→ Set exercise
Please render everything from the start of the rows down through the line containing "Query: person in white hoodie" as a JSON list of strings, one string per line, with blank lines left out.

→ Information given
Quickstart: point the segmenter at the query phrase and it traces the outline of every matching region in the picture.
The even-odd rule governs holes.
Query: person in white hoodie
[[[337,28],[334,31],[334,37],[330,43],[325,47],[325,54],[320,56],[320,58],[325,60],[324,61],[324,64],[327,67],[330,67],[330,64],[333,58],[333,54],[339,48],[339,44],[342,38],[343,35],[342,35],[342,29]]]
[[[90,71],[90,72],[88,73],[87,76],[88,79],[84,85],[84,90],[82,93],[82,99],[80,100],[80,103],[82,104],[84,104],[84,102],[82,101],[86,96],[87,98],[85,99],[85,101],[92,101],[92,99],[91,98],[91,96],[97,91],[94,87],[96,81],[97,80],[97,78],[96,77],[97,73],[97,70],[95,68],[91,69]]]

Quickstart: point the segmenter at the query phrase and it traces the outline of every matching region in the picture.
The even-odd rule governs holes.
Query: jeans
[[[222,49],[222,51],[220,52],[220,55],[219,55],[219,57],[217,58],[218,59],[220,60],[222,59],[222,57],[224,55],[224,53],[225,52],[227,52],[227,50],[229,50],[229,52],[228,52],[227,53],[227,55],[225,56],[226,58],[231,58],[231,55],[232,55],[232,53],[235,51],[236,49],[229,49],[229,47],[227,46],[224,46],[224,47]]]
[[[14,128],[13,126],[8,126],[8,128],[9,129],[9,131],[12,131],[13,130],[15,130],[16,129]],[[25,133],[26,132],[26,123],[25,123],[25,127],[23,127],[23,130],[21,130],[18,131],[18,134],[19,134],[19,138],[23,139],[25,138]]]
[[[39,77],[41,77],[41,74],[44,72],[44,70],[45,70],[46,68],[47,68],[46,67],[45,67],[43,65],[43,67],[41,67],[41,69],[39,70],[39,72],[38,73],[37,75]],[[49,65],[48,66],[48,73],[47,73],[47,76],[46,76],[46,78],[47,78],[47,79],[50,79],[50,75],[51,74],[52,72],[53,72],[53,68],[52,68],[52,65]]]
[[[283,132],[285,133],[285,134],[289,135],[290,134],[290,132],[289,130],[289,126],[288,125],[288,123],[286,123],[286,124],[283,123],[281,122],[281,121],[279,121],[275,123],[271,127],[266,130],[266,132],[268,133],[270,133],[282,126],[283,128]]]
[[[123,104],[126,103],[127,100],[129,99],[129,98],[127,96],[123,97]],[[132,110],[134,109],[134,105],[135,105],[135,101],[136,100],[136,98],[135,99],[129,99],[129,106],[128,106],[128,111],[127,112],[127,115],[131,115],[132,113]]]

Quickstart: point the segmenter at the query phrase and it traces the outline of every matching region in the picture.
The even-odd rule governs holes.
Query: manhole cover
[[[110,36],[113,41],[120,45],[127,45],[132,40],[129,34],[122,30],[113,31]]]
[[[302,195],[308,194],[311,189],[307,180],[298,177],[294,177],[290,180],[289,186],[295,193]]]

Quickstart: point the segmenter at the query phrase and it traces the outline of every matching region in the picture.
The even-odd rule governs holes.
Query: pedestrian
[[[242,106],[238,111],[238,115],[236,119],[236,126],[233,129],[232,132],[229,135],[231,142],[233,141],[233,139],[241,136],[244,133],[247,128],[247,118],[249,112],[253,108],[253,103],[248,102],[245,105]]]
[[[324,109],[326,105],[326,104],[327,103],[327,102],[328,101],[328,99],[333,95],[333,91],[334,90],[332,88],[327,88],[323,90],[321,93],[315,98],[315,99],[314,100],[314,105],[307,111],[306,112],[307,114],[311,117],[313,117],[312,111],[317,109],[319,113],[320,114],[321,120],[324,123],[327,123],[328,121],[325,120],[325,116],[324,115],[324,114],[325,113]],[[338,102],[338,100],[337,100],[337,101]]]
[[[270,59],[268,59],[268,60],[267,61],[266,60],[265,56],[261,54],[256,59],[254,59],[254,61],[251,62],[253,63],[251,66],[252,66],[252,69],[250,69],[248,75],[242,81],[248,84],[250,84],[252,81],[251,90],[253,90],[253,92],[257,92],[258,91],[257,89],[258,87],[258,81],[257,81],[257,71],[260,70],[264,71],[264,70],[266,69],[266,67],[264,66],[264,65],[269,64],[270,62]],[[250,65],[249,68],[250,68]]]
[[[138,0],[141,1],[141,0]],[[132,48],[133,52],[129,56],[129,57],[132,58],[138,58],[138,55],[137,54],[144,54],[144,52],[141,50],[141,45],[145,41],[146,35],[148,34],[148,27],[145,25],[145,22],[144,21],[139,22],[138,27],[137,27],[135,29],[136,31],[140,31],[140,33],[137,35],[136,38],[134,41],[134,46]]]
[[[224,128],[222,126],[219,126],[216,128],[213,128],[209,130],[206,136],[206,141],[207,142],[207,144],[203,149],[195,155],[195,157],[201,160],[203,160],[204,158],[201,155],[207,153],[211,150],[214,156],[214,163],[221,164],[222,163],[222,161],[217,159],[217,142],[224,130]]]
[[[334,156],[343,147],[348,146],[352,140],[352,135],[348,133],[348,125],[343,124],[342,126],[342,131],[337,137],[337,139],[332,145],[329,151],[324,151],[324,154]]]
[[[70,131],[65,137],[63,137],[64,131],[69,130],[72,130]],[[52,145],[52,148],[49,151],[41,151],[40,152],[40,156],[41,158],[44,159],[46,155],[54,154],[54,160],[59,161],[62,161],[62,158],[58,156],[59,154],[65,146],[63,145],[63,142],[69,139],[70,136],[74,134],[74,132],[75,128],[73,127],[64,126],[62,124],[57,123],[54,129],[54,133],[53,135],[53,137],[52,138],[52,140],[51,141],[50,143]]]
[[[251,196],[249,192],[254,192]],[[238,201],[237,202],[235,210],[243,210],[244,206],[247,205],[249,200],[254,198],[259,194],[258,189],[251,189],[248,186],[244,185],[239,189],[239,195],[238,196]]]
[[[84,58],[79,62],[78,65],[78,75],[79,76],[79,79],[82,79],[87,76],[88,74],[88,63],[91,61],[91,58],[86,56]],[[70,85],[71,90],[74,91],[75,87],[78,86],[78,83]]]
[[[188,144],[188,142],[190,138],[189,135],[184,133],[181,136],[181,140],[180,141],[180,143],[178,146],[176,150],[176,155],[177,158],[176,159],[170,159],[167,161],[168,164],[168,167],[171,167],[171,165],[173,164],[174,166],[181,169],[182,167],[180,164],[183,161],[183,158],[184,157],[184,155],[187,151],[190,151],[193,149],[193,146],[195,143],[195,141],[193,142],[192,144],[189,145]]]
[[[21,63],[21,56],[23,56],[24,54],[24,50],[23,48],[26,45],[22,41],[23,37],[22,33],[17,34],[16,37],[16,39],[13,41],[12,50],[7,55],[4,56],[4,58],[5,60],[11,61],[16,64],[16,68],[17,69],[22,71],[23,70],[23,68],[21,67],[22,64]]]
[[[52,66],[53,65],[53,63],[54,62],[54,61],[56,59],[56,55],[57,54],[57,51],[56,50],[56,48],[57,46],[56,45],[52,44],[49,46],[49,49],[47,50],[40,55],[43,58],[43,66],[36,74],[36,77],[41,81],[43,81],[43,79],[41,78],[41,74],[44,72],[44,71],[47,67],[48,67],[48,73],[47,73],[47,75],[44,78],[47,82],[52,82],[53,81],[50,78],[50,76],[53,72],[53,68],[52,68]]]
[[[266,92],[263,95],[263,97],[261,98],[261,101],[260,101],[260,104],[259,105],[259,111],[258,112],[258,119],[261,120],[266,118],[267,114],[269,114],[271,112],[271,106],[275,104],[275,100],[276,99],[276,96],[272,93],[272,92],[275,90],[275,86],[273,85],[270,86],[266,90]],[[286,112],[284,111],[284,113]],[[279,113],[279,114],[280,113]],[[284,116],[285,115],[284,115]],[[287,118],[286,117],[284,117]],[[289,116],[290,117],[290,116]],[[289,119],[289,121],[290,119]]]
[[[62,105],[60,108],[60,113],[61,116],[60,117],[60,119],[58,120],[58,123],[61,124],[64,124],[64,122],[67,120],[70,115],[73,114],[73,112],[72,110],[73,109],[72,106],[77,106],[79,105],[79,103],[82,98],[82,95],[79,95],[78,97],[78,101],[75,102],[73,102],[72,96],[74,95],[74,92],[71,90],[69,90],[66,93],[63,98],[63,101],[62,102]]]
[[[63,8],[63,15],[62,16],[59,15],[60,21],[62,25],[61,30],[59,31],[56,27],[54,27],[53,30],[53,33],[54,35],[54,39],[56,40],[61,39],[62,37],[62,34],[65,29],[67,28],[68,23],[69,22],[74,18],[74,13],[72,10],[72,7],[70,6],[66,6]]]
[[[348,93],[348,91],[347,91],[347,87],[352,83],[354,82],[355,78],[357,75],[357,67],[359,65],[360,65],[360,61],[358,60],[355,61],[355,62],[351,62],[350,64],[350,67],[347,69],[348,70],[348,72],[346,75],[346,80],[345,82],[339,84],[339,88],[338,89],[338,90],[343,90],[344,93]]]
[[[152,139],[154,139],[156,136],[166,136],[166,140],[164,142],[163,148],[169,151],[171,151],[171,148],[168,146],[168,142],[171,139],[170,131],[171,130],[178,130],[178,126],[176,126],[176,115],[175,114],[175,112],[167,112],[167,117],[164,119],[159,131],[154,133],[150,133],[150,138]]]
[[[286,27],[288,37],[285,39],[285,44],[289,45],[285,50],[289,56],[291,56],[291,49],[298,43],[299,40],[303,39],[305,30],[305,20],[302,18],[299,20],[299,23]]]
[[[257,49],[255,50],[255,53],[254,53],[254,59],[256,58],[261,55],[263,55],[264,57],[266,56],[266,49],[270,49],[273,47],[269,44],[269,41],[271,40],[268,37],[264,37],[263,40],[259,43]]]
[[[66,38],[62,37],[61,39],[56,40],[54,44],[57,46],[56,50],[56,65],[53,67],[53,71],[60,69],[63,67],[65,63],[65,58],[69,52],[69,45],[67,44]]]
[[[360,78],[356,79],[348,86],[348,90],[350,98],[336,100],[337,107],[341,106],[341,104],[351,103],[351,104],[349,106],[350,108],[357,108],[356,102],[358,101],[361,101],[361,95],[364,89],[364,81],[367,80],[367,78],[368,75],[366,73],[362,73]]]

→ Task answer
[
  "Quickstart: point the segmenter at the query phrase and it traces the outline of every matching region in the picture.",
  "The even-odd rule governs holes.",
  "Query: person in white hoodie"
]